■ How to complete this task ■
Output all records verbatim.

Extracted records

····················

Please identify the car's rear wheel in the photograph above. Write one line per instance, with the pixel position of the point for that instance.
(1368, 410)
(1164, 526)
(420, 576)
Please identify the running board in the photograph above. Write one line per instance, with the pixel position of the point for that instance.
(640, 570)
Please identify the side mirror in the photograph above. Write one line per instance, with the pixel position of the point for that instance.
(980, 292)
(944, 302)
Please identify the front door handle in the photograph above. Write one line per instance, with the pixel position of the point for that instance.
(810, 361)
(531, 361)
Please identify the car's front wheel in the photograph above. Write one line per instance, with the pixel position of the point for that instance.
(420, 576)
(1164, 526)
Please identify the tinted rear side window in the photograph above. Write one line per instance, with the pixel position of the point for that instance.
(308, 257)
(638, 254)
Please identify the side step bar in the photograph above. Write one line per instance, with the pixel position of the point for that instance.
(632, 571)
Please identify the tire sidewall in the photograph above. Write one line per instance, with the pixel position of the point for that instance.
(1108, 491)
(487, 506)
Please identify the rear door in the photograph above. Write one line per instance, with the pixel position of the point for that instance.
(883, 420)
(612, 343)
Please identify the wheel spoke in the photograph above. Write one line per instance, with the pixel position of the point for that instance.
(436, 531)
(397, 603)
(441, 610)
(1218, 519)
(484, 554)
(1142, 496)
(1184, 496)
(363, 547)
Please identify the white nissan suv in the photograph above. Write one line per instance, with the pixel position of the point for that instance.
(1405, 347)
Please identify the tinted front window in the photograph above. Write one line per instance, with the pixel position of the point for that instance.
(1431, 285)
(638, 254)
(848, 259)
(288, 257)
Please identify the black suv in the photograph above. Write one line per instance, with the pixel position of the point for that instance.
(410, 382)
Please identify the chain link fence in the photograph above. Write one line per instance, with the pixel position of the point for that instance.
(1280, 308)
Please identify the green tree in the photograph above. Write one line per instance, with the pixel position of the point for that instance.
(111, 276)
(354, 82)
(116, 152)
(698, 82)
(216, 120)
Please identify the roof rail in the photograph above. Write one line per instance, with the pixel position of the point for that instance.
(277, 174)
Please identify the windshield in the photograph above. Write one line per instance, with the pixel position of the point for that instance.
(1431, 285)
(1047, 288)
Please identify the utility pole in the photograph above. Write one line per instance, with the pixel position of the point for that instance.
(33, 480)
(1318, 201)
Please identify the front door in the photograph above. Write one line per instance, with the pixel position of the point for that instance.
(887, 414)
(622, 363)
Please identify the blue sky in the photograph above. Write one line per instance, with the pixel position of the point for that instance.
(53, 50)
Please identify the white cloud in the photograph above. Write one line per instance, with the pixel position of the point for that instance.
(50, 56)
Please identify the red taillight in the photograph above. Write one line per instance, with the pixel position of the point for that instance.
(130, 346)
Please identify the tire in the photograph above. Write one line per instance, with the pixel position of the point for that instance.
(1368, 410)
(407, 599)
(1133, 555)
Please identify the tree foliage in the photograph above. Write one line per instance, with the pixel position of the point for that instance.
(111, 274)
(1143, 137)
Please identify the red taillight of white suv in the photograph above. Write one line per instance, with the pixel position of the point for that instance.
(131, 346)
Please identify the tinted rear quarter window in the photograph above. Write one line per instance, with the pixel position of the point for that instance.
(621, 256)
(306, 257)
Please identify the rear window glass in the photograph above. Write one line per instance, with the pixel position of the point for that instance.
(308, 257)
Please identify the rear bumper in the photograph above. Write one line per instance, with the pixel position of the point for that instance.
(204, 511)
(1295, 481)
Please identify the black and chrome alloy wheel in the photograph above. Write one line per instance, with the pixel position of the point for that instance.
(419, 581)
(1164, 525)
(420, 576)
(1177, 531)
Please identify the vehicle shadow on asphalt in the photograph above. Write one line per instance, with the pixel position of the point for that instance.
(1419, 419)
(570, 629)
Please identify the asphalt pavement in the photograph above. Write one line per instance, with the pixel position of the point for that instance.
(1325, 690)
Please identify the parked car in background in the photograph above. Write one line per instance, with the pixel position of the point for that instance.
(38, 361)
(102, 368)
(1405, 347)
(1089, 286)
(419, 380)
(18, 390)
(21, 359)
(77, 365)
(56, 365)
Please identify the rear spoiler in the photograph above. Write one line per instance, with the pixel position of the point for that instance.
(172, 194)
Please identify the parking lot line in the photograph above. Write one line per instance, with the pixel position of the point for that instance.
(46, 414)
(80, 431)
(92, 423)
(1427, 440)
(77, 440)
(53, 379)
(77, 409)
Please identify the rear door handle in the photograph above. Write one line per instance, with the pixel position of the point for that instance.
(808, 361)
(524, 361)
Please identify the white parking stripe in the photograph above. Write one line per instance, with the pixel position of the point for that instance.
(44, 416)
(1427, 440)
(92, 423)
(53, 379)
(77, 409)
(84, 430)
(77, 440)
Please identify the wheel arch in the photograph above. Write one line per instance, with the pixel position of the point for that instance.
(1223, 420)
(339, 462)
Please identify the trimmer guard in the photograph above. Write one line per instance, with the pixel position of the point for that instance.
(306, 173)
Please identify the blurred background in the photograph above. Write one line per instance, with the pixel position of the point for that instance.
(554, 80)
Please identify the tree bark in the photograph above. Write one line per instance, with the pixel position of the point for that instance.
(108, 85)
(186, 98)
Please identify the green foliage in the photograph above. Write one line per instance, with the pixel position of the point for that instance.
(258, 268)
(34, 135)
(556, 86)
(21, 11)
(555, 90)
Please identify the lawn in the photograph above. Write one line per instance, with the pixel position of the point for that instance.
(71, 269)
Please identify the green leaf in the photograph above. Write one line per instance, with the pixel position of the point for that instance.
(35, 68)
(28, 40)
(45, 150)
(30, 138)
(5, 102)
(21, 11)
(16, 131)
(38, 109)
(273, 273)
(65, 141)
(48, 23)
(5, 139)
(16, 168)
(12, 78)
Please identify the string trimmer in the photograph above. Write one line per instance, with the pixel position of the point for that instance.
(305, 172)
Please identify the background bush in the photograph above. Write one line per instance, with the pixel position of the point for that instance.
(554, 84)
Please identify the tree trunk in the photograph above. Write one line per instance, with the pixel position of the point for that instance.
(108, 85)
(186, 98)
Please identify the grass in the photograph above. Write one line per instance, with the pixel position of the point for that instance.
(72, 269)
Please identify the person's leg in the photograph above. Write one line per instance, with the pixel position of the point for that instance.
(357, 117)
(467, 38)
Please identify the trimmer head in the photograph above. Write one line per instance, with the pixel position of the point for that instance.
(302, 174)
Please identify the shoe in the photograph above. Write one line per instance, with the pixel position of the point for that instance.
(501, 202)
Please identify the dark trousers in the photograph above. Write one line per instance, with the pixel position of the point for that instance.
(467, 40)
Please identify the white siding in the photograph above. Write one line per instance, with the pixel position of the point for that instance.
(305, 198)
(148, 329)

····················

■ Finished task ■
Please identify the car's rear wheel in the photograph above. Write one line per instance, with the pixel position of the point for that instance.
(1368, 410)
(1164, 526)
(420, 576)
Please identify the running board in the photograph above. Write one line per instance, with the pixel position of the point for that instance.
(640, 570)
Please identify the side mirror in the photograph above. Write one line per instance, with the pixel position of the point for that instance.
(980, 292)
(944, 302)
Please identify the front door handle in the photograph above. Write one line per instance, with the pixel position of the point for that instance.
(810, 361)
(531, 361)
Please identify the car's front wheel in the photograph above. Write one line per instance, with the pixel position of the point for that instance.
(420, 576)
(1164, 526)
Please identify the tinted rear side window in the photograph above. Write one line per instance, with the pixel position of the point for that instance.
(308, 257)
(638, 254)
Please identify the side step bar in the photograph above. Write one line per instance, with the pixel position of the point for that instance.
(632, 571)
Please identify the tire sidewall in the photograph above. Write one line per instance, with the pixel position of the point for that instance.
(1108, 491)
(487, 506)
Please identify the rear door in the photograph above. Write one line per instance, with the pixel position of the point for that instance.
(883, 420)
(612, 343)
Please identify the wheel spoke in the photograph above. Write one line per instance, with the pixel position of the point for that instance.
(436, 531)
(397, 603)
(441, 610)
(1218, 519)
(484, 554)
(1142, 496)
(1184, 496)
(363, 547)
Please identify the white nissan suv in the photograph above. Write one line per instance, with the pixel position of the point for that instance.
(1405, 347)
Please identify the tinted front window in the photograph above. Write one line per instance, with the pixel position of the point for that instance.
(1431, 285)
(638, 254)
(848, 259)
(288, 257)
Please identify the black suv in the photograph above. Write one line per instance, with the pixel position of the point for that instance.
(410, 382)
Please identify the chain link fence in the photograph above. Write one line per instance, with the pixel position of the point for that instance.
(1280, 308)
Please identify the green tree in the photograph above. Write one line per instance, with the pixel position of the point for that instance.
(111, 276)
(354, 82)
(116, 152)
(698, 82)
(216, 120)
Please identify the roof rail in the photograph above. Write one line per instance, with the pixel position of the point for that instance.
(277, 174)
Please identify the windshield in the photograph above. Write one line per instance, with the pixel position of the point for that instance.
(1431, 285)
(1047, 288)
Please identify the utility pole in the photograph above. Write one line per instance, with the pixel position of the point for that instance.
(33, 480)
(1318, 201)
Please identify the front door in the photograph above. Write one line per instance, with the pixel position of the point for that instance.
(887, 414)
(622, 363)
Please identify the blue sky in the photograph above. Write one line per instance, with the pixel position of the point for that instance.
(53, 50)
Please identify the white cloud in the photograph above. Write one line per instance, with the pixel position of the point for that instance.
(50, 56)
Please identify the red taillight in the photograph above. Write one line per instance, with the pixel position of the point for that instance.
(130, 346)
Please identify the tire in the photograph above. Write one line per instance, with the pixel position of the point for that instance.
(1368, 410)
(407, 599)
(1133, 555)
Please identify the tree foliage in the photograph above. Write one line per instance, with the pixel position of the point for that instance.
(111, 274)
(1143, 137)
Please identify the red taillight of white suv in the photograph above. Write one line per instance, with the pixel position of the point for that instance.
(131, 346)
Please identify the tinted rear quarter window in the photograph above. Write one line per instance, with the pixel position of the point for that instance.
(621, 256)
(306, 257)
Please identify the rear window glass in the photograph above. Write one line per instance, with the pixel position of the point for that instance.
(308, 257)
Please identify the rear bumper in the photograph above. Write one line per instance, with the pixel position of the point for that instance.
(204, 511)
(1295, 481)
Please identify the black and chrome alloy wheel in the photograph above. Write one line per instance, with the pixel position of the point for that instance.
(419, 581)
(1164, 525)
(420, 576)
(1177, 531)
Please identify the vehicle shadow on asphalt in the photograph above. Write one line per instance, with the pixel position of the point for that instance.
(1419, 419)
(570, 629)
Please identify the asphalt pavement in the photograph above. Write one line per instance, with the pixel position of the point for that instance.
(1325, 690)
Please identify the parked car in background in the photograph above. Write one line per instance, with the pixel position of the point for that instance.
(38, 361)
(102, 368)
(1405, 347)
(1089, 286)
(419, 380)
(18, 390)
(21, 359)
(77, 365)
(56, 365)
Please identify the rear spoiler in the photograph above. Write one line per instance, with the pixel position of the point for that instance.
(172, 194)
Please identify the parking lot line in the photograph above. Write one line per instance, with the pixel position of the point for that instance.
(46, 414)
(80, 431)
(92, 423)
(1427, 440)
(77, 440)
(53, 379)
(77, 409)
Please identify the rear door handle in the photograph above. Write one line per instance, with the pixel position of the point for that instance.
(808, 361)
(524, 361)
Please identify the white parking stripe in the photograph above. Write one line per instance, with the pixel position of the point for that instance.
(44, 416)
(1427, 440)
(92, 423)
(53, 379)
(77, 409)
(84, 430)
(77, 440)
Please identify the wheel arch in the photograph above. Write one line per instance, with the pixel position of the point for that instance.
(1223, 420)
(339, 462)
Please identify the trimmer guard in the photograph above. Write one line per instance, with the pixel position of the point for that instance.
(306, 173)
Please identify the blurred background in the photograph above. Write one line per instance, with the pixel position of the point for that instance.
(554, 80)
Please identify the tree bark in the photograph above. Write one line per instance, with the pixel position of the point for that instance.
(108, 85)
(186, 98)
Please identify the green foliage in the photograph above. Write one line per instance, with the pixel position of the point for that instance.
(258, 268)
(34, 135)
(556, 86)
(21, 11)
(555, 90)
Please identify the lawn in the photograph above. Write one line per instance, with the pixel position of the point for that instance.
(71, 269)
Please identify the green leaf in the photograph above. Write one line per instance, with the pixel position of the point for that instance.
(35, 68)
(28, 40)
(45, 150)
(30, 138)
(5, 102)
(21, 11)
(16, 131)
(38, 109)
(273, 273)
(65, 141)
(48, 23)
(5, 139)
(16, 168)
(12, 78)
Please identify the string trimmer in the photograph above. Write one line per instance, with the pixel position of the point for that instance.
(305, 172)
Please identify the background bush in the photograph above. Write one line per instance, with the pixel position of the point for that instance.
(554, 84)
Please identify the tree trunk in the photograph above. Write one line per instance, with the pixel position of the point for that instance.
(108, 85)
(186, 98)
Please identify the grass in the photograph above. Write one line per instance, with the pixel position of the point for that instance.
(72, 269)
Please identify the person's leg in the photograph above. Write one line per instance, with the pixel position of the point for that instance.
(357, 117)
(467, 38)
Please identify the trimmer head in the photograph above. Write one line per instance, with the pixel position of the point for that instance.
(302, 174)
Please identify the shoe in the photograph above. Write one line per instance, with the pixel position of the point for that instance.
(501, 202)
Please identify the dark trousers in the photograph above. Write one line per instance, with the pixel position of the point for that instance.
(467, 40)
Please identify the white siding in the photograph above. Write one line per instance, with the pixel position of the point for that instance.
(305, 198)
(148, 329)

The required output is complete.